STATED PROBLEM ▸ Report each line of the data below that contains the word "roof", copied in full. Case counts.

start

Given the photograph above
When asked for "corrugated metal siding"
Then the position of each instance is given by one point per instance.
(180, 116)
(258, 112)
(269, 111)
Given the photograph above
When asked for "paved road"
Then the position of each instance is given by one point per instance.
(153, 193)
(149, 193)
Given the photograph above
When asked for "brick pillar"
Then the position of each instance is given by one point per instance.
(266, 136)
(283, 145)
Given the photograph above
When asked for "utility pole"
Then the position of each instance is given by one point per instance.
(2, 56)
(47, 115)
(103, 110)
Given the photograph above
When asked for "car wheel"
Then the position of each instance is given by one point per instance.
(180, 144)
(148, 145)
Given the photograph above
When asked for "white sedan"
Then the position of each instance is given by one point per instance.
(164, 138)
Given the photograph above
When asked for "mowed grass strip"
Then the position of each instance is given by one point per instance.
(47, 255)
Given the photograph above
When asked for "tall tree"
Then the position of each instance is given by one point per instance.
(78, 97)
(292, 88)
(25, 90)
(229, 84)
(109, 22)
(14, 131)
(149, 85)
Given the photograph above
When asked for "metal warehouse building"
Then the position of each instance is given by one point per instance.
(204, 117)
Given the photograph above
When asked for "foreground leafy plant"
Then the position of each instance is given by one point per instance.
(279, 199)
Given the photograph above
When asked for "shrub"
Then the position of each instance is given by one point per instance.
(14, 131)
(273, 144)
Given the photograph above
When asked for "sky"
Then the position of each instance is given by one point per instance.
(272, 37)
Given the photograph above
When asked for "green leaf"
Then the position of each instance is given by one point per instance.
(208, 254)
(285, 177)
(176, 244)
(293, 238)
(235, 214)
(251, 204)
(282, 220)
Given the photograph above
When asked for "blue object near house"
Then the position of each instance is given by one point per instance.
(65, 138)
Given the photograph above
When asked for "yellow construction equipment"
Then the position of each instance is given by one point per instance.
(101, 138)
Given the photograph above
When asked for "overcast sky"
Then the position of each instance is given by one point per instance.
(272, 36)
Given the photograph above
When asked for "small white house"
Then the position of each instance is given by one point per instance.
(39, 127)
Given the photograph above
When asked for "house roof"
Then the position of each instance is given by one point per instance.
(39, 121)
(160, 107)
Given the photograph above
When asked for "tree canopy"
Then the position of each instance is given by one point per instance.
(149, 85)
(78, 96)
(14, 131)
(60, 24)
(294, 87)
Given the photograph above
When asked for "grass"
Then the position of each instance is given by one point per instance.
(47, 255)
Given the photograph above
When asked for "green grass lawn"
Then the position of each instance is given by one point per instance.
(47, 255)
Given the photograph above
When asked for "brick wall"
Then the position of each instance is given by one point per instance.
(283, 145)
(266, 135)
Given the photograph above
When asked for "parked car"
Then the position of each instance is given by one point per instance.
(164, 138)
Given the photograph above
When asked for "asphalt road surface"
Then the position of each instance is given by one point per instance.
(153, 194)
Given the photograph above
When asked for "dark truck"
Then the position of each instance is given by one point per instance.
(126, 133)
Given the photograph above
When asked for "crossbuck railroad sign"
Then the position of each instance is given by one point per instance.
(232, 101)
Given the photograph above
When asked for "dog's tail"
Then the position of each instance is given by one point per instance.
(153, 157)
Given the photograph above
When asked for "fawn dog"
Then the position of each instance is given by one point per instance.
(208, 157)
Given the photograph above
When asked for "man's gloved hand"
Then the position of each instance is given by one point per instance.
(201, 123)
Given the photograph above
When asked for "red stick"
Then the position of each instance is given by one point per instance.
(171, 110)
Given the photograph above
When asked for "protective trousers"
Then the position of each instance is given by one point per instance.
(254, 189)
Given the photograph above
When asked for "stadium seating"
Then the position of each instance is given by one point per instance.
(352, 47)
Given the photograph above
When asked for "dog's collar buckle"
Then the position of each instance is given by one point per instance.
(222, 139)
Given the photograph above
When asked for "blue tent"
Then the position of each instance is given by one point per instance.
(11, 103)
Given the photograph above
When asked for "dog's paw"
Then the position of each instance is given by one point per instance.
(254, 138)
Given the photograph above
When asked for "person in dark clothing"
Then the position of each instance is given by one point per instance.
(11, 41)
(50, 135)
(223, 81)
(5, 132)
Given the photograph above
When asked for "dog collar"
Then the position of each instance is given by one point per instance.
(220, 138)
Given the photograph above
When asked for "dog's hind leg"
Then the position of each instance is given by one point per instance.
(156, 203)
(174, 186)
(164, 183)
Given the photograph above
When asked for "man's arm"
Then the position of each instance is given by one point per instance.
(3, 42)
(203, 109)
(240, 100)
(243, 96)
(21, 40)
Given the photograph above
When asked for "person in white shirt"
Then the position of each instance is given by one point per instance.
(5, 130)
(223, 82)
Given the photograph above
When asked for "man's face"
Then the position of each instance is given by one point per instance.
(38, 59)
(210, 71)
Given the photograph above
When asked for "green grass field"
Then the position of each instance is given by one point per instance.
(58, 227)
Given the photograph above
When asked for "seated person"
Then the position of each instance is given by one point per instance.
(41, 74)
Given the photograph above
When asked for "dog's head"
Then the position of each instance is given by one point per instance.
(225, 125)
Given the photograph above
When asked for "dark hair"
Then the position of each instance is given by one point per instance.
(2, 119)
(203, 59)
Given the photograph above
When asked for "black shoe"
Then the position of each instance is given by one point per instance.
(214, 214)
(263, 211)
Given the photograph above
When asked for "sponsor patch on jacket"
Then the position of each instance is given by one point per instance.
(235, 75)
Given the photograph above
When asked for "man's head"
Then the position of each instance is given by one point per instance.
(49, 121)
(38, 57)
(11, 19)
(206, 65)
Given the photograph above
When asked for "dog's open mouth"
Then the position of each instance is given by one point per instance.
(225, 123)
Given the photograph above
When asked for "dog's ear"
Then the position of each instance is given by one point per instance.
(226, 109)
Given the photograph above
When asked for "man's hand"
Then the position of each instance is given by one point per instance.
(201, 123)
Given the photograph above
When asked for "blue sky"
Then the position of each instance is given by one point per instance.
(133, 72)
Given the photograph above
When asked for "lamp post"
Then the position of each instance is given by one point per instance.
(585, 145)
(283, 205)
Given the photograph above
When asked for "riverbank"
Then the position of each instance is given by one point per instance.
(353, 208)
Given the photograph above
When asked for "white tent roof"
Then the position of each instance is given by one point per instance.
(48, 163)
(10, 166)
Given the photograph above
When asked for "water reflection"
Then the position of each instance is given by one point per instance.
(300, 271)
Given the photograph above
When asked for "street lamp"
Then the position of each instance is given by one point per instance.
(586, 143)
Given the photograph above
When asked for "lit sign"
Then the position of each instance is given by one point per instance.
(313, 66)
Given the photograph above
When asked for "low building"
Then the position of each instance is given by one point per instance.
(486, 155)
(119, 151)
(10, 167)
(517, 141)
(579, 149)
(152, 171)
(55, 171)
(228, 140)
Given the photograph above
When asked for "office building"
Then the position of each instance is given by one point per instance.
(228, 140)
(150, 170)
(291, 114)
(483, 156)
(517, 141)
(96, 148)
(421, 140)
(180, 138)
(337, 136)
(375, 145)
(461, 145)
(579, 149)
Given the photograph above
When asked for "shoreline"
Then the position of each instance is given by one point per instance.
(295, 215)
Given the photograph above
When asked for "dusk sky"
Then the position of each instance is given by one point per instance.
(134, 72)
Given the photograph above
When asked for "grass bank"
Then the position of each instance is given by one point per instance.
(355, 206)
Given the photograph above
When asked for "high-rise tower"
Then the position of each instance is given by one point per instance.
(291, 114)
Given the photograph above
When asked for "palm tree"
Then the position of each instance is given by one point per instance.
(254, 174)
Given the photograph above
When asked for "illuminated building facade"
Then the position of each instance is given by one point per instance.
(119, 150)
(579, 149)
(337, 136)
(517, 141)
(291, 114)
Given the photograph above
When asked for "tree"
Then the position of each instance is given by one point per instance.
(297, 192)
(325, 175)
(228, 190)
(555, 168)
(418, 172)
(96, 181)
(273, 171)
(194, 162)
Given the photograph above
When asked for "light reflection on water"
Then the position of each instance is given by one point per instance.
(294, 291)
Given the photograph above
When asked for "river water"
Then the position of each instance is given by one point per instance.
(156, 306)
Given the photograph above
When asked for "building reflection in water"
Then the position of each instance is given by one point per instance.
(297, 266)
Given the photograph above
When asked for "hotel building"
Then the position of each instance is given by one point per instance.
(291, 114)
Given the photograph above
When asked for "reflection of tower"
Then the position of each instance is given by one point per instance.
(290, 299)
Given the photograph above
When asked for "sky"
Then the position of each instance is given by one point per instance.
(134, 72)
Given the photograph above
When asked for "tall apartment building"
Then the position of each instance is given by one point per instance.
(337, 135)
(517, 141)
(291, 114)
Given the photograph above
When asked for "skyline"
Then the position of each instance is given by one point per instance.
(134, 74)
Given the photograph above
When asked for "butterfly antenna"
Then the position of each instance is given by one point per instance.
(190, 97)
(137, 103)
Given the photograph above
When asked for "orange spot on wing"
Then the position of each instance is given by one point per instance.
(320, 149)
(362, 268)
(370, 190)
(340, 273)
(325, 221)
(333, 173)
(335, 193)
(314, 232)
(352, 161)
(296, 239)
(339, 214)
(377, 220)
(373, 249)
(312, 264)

end

EXERCISE SOLUTION ▸
When asked for "house roof"
When asked for "white tent roof"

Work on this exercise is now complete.